# What to produce:
Could you write out every line from the one containing "of the lamp" through the end of the records, requests included, shifting each coordinate in the answers up by 134?
____ Data provided
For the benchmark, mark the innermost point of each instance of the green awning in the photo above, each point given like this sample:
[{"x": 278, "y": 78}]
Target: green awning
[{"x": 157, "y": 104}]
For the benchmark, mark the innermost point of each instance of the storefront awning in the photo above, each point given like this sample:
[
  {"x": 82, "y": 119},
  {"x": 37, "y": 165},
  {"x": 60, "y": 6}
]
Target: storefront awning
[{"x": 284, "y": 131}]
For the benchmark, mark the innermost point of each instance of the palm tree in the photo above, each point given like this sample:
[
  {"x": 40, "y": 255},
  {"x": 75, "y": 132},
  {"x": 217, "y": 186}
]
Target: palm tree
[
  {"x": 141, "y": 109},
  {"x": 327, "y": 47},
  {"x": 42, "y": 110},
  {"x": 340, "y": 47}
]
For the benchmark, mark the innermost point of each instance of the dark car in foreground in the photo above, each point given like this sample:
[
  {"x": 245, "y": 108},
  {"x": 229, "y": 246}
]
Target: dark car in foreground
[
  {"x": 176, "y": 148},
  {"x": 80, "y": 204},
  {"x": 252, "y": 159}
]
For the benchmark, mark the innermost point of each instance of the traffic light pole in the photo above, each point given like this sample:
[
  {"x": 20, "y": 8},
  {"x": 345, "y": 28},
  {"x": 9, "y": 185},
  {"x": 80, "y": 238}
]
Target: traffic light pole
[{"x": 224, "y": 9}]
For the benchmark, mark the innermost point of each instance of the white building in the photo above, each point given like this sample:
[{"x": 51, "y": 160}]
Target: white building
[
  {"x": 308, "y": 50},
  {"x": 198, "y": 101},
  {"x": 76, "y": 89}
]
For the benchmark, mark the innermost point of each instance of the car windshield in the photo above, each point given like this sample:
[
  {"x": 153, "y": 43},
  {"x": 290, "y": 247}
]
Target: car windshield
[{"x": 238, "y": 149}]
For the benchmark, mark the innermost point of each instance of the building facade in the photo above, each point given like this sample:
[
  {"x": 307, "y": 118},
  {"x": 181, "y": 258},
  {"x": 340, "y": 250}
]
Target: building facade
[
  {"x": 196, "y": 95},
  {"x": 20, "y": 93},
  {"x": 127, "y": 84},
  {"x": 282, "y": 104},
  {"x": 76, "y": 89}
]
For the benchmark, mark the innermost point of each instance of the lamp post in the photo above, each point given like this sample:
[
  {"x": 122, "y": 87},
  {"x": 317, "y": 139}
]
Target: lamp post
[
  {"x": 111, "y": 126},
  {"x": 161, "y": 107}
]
________
# Correct output:
For the benchmark, mark the innermost point of each instance of the lamp post in the photo above, each point given like this sample:
[
  {"x": 122, "y": 87},
  {"x": 317, "y": 139}
]
Target: lamp post
[
  {"x": 245, "y": 260},
  {"x": 295, "y": 241}
]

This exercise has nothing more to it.